**原文抜粋**

富山も通過しましたが、ほとんど記憶に残っていません。携帯電話もタブレットもない当時、特急の中で私は暇つぶしに何をしてよいのかわかりませんでしたが、母はその暇という幸せをかみしめていたようでした。小京都・金沢に到着した時も長時間座っているためお尻が痛いと思ったくらいで、母が熱心に金沢のことについて語っていても、何も耳に入ってきませんでした。

そしてやっと大阪に到着すると、空の明るさに感動しました。こんな世界もあるのかぁ、と。自分と同じくらいの年代の子達がすごく垢抜けて見えて、そして彼らの着ている服の色使いのけばけばしさは、日本海とそれを覆う空の暗さに慣れ切っていた私の目にはとても眩しく写りました。ピンクにしてみても、甘さや優しさではなく、どぎつさが好まれる感じですね。

ポインティングデータセットの抜粋:
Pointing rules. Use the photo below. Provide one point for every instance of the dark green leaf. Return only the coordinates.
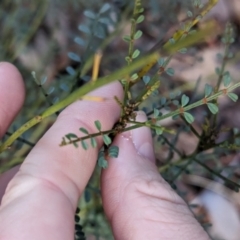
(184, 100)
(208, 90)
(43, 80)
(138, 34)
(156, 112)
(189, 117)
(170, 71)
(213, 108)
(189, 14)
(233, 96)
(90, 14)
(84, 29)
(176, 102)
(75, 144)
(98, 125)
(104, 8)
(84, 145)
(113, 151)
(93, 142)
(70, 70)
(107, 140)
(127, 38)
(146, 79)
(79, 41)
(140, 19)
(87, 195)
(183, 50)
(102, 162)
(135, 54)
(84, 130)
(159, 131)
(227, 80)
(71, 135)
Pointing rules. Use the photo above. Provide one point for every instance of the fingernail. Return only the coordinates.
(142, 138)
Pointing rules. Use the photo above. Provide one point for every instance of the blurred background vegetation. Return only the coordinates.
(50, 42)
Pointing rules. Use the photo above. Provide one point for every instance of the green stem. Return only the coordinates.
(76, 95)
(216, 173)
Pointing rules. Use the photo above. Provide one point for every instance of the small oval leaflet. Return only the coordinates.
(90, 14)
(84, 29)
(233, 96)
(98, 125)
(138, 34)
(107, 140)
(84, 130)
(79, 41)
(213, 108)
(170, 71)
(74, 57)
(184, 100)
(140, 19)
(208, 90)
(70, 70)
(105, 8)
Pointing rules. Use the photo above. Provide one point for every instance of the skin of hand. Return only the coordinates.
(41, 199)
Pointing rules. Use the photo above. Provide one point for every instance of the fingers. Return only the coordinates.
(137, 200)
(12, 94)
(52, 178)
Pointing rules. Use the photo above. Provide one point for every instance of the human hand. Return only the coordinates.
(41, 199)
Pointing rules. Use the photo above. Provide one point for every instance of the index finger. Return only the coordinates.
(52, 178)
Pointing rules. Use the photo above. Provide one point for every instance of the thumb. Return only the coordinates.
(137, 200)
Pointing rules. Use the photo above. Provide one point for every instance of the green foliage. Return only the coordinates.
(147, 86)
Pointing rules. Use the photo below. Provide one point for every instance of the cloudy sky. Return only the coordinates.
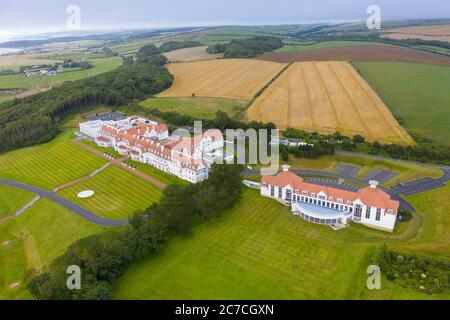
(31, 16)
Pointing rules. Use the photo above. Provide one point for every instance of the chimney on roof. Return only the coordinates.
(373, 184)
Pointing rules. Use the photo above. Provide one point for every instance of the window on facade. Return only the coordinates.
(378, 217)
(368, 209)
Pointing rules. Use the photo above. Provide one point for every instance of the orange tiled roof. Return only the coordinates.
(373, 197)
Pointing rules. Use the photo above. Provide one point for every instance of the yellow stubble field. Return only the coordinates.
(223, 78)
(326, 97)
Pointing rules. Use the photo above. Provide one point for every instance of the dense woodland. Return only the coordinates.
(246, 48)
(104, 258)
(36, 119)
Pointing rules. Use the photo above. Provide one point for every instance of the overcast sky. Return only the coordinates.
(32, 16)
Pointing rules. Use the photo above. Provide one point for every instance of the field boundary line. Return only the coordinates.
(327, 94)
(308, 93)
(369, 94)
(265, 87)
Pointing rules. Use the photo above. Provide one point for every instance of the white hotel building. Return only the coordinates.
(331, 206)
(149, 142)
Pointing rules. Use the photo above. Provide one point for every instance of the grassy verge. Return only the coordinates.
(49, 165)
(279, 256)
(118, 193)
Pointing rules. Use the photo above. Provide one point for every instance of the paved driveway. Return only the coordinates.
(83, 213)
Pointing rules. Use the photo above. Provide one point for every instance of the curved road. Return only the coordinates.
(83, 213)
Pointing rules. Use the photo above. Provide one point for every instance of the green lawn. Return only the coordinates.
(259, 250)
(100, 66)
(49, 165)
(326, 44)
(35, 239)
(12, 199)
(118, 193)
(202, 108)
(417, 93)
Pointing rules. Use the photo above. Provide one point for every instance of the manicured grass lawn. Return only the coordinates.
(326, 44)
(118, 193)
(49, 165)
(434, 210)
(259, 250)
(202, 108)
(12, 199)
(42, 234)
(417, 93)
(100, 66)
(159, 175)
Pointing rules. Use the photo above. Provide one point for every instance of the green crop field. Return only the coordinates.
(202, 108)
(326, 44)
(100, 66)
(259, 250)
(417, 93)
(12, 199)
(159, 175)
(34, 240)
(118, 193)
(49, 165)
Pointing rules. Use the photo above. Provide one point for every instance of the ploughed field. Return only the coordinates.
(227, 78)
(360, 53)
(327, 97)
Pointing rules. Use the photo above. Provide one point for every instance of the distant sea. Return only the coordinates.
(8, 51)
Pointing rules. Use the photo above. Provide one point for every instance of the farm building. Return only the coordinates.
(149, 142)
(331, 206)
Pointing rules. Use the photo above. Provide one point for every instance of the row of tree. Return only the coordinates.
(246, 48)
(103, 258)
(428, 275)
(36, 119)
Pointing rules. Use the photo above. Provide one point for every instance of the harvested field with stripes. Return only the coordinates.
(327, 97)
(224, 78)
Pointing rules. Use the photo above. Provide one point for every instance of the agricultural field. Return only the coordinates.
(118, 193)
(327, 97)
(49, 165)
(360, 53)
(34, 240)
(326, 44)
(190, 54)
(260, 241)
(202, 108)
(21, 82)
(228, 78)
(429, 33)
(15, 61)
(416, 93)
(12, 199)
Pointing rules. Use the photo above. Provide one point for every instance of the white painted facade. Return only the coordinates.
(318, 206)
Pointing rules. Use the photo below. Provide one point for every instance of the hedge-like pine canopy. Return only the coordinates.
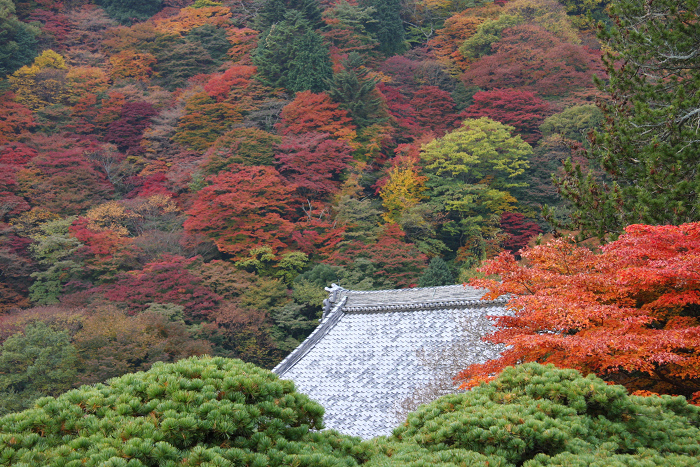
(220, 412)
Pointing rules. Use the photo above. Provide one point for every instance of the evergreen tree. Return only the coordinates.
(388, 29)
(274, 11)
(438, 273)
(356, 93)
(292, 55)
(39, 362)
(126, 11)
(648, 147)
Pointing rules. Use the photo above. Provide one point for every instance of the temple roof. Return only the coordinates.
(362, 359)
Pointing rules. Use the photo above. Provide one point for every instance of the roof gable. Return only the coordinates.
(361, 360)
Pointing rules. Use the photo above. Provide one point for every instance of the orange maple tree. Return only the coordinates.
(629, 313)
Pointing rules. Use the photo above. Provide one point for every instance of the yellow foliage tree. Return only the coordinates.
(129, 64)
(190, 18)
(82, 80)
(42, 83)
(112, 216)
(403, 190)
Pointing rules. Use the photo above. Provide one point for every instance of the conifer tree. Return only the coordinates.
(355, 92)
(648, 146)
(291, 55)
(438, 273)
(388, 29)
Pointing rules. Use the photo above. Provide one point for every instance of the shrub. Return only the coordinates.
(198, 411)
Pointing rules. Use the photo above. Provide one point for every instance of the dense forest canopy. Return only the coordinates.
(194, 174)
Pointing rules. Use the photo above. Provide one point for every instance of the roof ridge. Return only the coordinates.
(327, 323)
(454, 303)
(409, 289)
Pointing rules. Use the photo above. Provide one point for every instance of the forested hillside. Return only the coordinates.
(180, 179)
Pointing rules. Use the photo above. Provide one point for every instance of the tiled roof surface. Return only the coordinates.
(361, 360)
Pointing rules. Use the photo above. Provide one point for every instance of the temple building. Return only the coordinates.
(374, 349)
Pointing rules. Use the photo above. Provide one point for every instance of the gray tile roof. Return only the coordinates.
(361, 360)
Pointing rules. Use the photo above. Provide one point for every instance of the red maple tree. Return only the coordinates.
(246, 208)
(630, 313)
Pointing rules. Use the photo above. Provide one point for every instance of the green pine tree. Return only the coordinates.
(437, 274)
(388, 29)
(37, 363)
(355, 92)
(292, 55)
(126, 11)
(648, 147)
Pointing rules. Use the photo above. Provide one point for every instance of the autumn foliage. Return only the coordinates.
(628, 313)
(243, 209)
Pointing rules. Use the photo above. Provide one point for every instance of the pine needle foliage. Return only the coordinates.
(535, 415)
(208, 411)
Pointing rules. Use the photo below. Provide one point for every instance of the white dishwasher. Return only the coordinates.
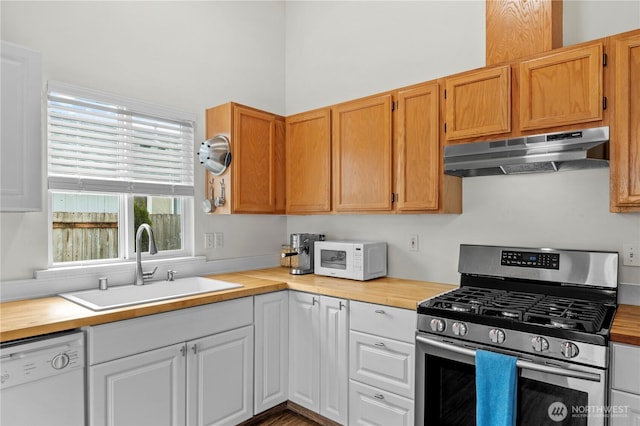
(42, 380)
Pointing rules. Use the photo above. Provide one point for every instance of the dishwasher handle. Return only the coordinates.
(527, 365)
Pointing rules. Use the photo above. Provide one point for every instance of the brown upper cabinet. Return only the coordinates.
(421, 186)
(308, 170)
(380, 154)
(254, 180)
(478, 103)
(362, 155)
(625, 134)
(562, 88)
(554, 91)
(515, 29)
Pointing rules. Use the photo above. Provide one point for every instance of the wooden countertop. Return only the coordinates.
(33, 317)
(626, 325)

**設定課題**
a - 原文抜粋によると、大阪に着いたとき筆者は何に感動しましたか。
b - 原文抜粋の「富山も通過しましたが、ほとん」から「も耳に入ってきませんでした。」までを、両端の語句も含めて一字一句そのまま書き写してください。

**正しい答え**
a - 空の明るさに感動しました。

b -
富山も通過しましたが、ほとんど記憶に残っていません。携帯電話もタブレットもない当時、特急の中で私は暇つぶしに何をしてよいのかわかりませんでしたが、母はその暇という幸せをかみしめていたようでした。小京都・金沢に到着した時も長時間座っているためお尻が痛いと思ったくらいで、母が熱心に金沢のことについて語っていても、何も耳に入ってきませんでした。